The gorilla now has levels in the Reaping Mauler class (which I fixed up so that it's just meh instead of terrible), wears a luchador mask, and basically has the personality of Ric Flair, complete with interjecting "Woo!" at least once into practically every sentence. His combat style consists of fluffing the different grappling-based attacks he has as whatever wrestling move he wants it to be at the time. He's easily the least optimized character in the group, but the player doesn't seem to care at all.

Dappershire
2017-05-18, 02:01 AM
Got bored, decided to roll up a character. Truly, tremendously bad rolls. I guess something had to balance out somebody elses rolls of straight 18s. So, since it was for Krynn, I went with Aghar.
Staek: The Gully Dwarf Vampire Hunter.
For a back story, I had his father, the Big Guy of the clan, and his 'warriors' get slaughtered by an injured Vamp looking for any dark port in a holy storm. So, obviously, vengeance story.
----------------
# Aim of the exercise:
Reproduce the part of the forum excerpt between "The gorilla now" and "care at all.", inclusive.

# Saved data entries:
----------------
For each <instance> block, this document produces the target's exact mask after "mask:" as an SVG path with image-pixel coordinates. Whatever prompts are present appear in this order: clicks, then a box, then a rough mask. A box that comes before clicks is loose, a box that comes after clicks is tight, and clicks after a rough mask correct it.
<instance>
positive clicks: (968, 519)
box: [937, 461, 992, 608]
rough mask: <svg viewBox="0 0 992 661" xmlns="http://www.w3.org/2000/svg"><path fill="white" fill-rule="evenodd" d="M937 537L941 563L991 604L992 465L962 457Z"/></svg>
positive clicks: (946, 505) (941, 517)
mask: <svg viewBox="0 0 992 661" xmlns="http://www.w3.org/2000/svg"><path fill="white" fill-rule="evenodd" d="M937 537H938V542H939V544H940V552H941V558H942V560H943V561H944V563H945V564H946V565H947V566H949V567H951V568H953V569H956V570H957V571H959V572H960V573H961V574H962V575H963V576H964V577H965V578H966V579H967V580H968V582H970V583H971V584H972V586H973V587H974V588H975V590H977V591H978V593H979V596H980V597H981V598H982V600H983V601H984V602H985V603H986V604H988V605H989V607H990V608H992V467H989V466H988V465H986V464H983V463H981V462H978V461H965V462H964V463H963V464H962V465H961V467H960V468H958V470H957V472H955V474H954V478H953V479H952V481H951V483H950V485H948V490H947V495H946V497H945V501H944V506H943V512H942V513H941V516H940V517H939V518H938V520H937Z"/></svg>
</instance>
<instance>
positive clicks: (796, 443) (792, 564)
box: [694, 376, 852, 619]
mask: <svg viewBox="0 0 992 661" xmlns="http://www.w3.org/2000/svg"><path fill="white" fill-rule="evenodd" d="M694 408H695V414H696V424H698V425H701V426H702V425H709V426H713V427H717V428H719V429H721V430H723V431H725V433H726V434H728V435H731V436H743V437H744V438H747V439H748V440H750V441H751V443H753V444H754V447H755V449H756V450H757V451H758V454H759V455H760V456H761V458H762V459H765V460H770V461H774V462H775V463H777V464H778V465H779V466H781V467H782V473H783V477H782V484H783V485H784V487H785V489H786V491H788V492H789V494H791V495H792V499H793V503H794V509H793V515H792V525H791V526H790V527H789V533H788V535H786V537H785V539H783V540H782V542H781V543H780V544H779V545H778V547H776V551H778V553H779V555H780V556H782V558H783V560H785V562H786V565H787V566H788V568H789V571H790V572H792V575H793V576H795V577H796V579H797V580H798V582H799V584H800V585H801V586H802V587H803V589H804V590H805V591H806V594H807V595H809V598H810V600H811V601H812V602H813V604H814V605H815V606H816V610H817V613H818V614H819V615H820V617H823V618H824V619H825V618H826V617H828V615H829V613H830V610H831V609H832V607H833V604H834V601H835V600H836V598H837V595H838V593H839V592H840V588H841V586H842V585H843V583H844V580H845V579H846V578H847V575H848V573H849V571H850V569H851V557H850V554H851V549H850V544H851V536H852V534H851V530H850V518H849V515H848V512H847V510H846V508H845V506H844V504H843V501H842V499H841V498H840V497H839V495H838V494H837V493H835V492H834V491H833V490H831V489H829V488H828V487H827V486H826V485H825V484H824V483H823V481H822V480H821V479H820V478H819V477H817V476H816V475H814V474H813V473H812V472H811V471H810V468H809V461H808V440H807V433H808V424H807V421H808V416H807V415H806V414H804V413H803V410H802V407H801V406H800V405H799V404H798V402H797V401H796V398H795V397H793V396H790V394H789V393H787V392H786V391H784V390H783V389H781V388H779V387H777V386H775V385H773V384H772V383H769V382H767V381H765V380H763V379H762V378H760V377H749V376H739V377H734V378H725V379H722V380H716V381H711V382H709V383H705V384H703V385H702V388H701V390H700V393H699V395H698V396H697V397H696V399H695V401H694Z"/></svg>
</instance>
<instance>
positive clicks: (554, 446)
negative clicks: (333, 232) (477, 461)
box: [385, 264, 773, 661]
----------------
# Expected output:
The gorilla now has levels in the Reaping Mauler class (which I fixed up so that it's just meh instead of terrible), wears a luchador mask, and basically has the personality of Ric Flair, complete with interjecting "Woo!" at least once into practically every sentence. His combat style consists of fluffing the different grappling-based attacks he has as whatever wrestling move he wants it to be at the time. He's easily the least optimized character in the group, but the player doesn't seem to care at all.